Document section:
A Rapid Response Fantasyland

Rapid response teams sound good in theory – specifically skilled nurses as back-up providers for floor emergencies, intervening and escalating patients in times of unexpected deterioration.  However, the largest cluster-randomized trial and multiple meta-analyses have failed to show any benefit to rapid response teams.

The response to this high-quality evidence?  Irresponsible conclusions based on low-quality retrospective data.

These authors have so much enthusiasm for their product – a rapid response team that proactively rounds on patients – they’re blind to the most obvious holes in their data.  They try to retrospectively compare pre- and post-RRT implementation outcomes, despite having essentially only data on floor codes.  And, backing up their main conclusion, floor codes are lower post-RRT proactive rounding – of course, floor codes were already trending downwards at the time of implementation.

What happened when the RRT intervened?  The same thing as all other studies show – they moved patients to a higher level of care.  How did patients fare in the ICU?  A third died or were transferred to hospice.  Utterly overlooked in the discussion, in which these authors praise their product and their RRT nurses profusely, is the end result of their RRT product appears to be an unchanged mortality – a simple shuffling around the location of in-hospital deaths.  Their title implies a result that is simply demonstrated nowhere in the article, yet they continue to lavish themselves with accolades right up through the final conclusion:

“Our study demonstrates proactivity and innovation as an overall approach to inpatient cardiac arrests  ….  Innovation stems from a dedicated managerial team who routinely evaluates trends in the code data and creatively seeks ways to prevent cardiac arrest from occurring.”

Managerial buzzword self-aggrandizing nonsense.

“Proactive rounding by the rapid response team reduces inpatient cardiac arrests”
http://www.ncbi.nlm.nih.gov/pubmed/23994805

2 thoughts on “A Rapid Response Fantasyland”

  1. Jeeze Ryan…. tell us what you really think! 🙂

    We have a RRT at my hospital that is used fairly commonly. I agree with your comments above and feel that there is very little good quality evidence that shows real benefit. Our ICU director was one of the original lead authors pushing for RRTs over a decade ago. We had a journal club a couple years ago where we bashed the evidence for them. But there did seem to be some practicality to RRTs that is difficult to quantify in a proper study. The biggest benefit was forcing the inpatient teams to properly address code status. As soon as they had a few activations of the team, they were quite quick to make appropriate patients DNR (or NFR). One could reasonably argue that this should have happened earlier anyway. The other "good" aspect of RRTs was felt to be "empowering" the nursing staff to be able to get a doctor to see a deteriorating patient quickly rather than getting the run around that they were on rounds etc.

    Of course one needs to think about the harm of a RRT. If the result is sending patients to a higher level of care where they will die anyway. This will substantially increase cost and tie up resources without benefit.

  2. I love that description: "Managerial buzzword self-aggrandizing nonsense."

    I hear it so much now that my mind turns off whenever I hear it. I bought the book, "The Triple Aim." Of course it has its merits, but I couldn't get through it; the pearls were hidden among the morass of managerial buzzwords!

Task item A: Reproduce word for word everything in the post on rapid response teams from "Rapid response teams sound" down to "rapid response teams.".
Task item B: According to the post on rapid response teams, what portion of the patients in the ICU died or were transferred to hospice?

Material supplied:
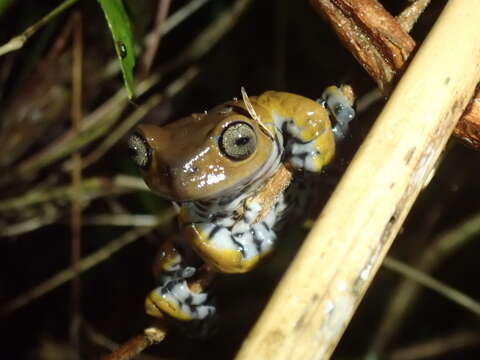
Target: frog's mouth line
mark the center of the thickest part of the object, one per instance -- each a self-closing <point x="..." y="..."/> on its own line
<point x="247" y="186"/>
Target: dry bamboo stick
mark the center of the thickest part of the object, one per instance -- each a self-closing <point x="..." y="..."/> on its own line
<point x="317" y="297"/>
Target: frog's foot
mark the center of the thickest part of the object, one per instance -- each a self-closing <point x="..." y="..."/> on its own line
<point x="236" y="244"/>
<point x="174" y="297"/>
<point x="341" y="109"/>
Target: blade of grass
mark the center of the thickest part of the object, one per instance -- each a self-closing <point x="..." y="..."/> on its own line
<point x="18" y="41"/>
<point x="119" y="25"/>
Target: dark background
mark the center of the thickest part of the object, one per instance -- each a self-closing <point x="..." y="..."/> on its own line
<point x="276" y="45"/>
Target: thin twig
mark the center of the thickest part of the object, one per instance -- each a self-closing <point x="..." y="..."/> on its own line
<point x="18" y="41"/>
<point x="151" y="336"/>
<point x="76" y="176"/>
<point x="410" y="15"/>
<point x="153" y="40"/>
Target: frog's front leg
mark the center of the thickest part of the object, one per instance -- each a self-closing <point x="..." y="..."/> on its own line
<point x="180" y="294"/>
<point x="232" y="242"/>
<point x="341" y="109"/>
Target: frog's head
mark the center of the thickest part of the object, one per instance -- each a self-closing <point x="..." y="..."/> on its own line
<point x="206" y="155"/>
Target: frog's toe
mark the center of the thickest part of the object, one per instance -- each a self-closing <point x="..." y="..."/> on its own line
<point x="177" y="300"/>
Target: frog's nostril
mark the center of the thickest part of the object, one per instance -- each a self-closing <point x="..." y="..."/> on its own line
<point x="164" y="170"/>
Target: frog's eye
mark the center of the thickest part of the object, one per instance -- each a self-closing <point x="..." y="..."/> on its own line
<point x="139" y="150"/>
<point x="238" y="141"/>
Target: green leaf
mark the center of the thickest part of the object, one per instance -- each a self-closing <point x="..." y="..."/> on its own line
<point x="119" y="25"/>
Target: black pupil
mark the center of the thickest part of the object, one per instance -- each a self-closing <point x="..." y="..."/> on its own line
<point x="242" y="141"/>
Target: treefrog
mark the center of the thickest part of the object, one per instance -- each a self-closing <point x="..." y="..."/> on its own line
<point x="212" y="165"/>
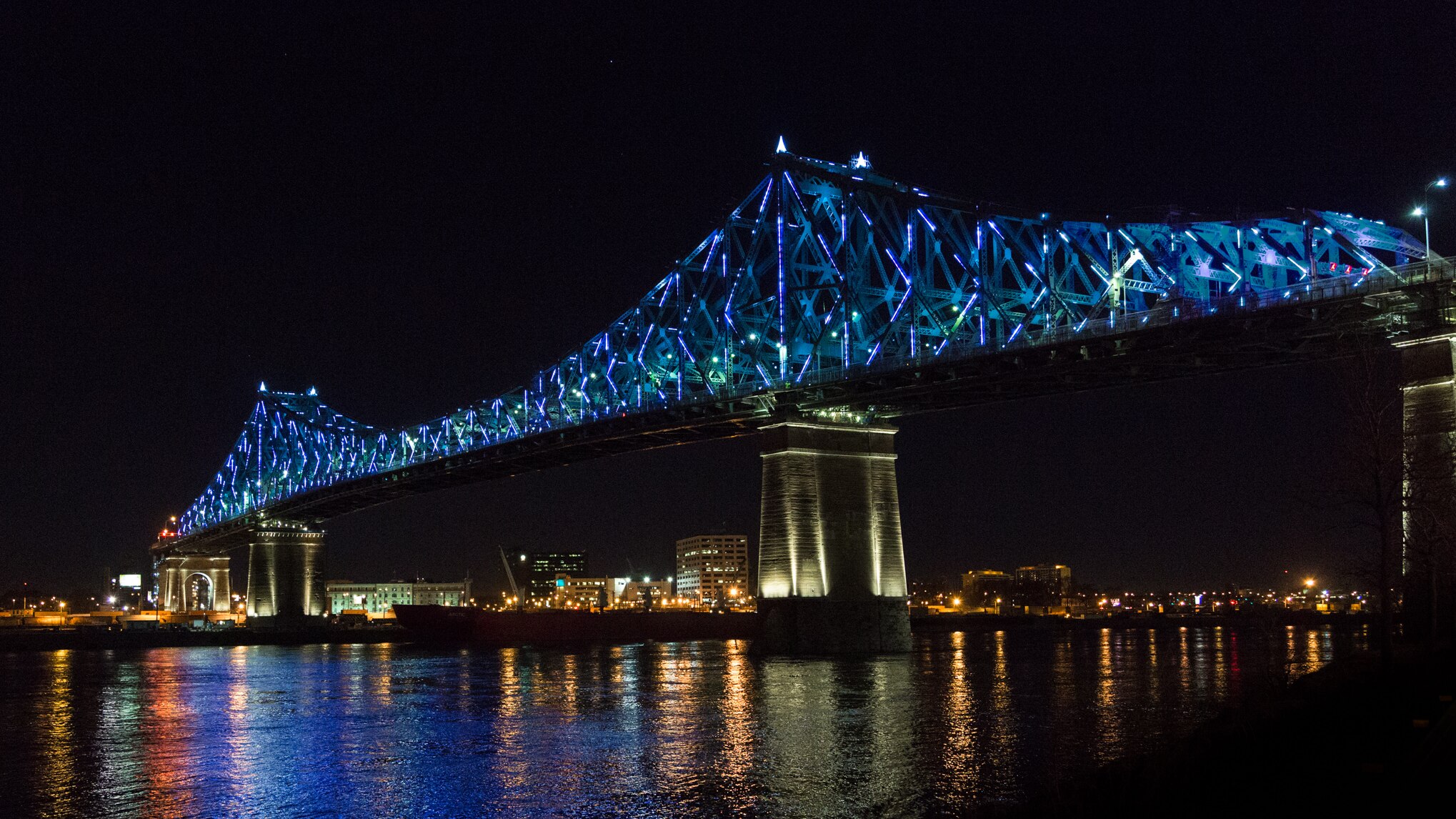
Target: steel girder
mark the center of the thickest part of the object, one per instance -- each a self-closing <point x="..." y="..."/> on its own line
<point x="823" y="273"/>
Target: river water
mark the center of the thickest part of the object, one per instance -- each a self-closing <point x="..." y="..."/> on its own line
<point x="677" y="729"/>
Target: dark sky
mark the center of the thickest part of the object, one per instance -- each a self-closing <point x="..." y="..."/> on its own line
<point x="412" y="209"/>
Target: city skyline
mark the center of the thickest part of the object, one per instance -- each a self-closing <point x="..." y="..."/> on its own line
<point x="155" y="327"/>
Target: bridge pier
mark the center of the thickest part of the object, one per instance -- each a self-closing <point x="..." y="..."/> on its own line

Exercise response A:
Rapid response teams sound good in theory – specifically skilled nurses as back-up providers for floor emergencies, intervening and escalating patients in times of unexpected deterioration.  However, the largest cluster-randomized trial and multiple meta-analyses have failed to show any benefit to rapid response teams.

Exercise response B: A third